**抜粋文:**

————

お坊さんのルール:「他宗教を否定しない」「自殺を誘発しない」
hasunohaでは、お坊さんたちが守るべきルールが明確に定められている。
- 他宗教や他宗派の否定をしない
- 他宗教や他宗派を否定するような発言は禁止。
- 自殺を誘発する回答をしない
- 切羽詰まった相談者に対する対応には特に注意を払う。
さらに、お坊さん同士で相談内容を共有し、互いにフォローし合う仕組みも導入している。
コロナ禍で果たした役割
hasunohaは、コロナ禍においてまさに「現代の駆け込み寺」としての役割を果たした。SNSで悩みを投稿することすらできない人たちが、密かに救いを求める場となっているのだ。
「命に関わるほど切迫した相談には、行政機関や専門機関を紹介することもあります。でも、最初の一歩を踏み出す場としてhasunohaがあることが重要なんです。」

————

**提供資料:**
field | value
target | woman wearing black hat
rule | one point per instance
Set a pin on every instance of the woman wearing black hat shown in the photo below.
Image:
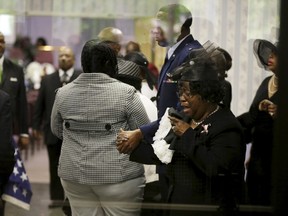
(259, 124)
(207, 157)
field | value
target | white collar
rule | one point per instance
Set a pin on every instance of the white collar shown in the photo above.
(1, 60)
(174, 47)
(69, 72)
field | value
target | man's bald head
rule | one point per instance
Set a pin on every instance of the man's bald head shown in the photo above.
(66, 58)
(2, 44)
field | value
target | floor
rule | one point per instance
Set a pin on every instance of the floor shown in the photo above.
(36, 166)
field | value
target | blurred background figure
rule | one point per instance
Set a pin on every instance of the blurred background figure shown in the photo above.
(223, 61)
(6, 148)
(113, 36)
(12, 82)
(258, 123)
(43, 52)
(148, 79)
(132, 46)
(41, 118)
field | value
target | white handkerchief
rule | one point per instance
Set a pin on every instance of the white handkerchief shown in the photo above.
(13, 79)
(160, 146)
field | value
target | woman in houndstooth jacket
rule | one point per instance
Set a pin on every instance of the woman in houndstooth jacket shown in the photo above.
(87, 114)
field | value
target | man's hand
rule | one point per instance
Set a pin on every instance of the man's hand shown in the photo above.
(23, 142)
(127, 141)
(36, 134)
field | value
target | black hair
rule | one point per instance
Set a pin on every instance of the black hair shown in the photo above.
(228, 58)
(203, 80)
(209, 90)
(41, 41)
(98, 57)
(179, 11)
(133, 81)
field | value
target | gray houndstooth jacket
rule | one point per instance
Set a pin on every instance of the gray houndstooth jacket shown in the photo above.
(87, 114)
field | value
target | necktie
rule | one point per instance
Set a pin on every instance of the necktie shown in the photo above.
(65, 78)
(1, 74)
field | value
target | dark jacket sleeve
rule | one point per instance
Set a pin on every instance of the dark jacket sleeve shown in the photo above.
(217, 152)
(22, 106)
(39, 107)
(6, 147)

————

抜粋文によると、hasunohaはコロナ禍においてどのような役割を果たしたとされていますか。 抜粋文の内容だけを手がかりにしてください。

「現代の駆け込み寺」としての役割を果たしました。